> **GIVEN EXERCISE**: Rewrite the items, putting "location of each" wherever "position of each" appears and leaving everything else unchanged.

>>>>

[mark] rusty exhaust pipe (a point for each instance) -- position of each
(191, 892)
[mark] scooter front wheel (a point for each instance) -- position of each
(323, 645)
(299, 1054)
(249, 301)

<<<<

> **SOLUTION BELOW**:
[mark] rusty exhaust pipe (a point for each instance) -- location of each
(191, 892)
[mark] scooter front wheel (a point for each instance) -- location of each
(323, 645)
(299, 1054)
(249, 301)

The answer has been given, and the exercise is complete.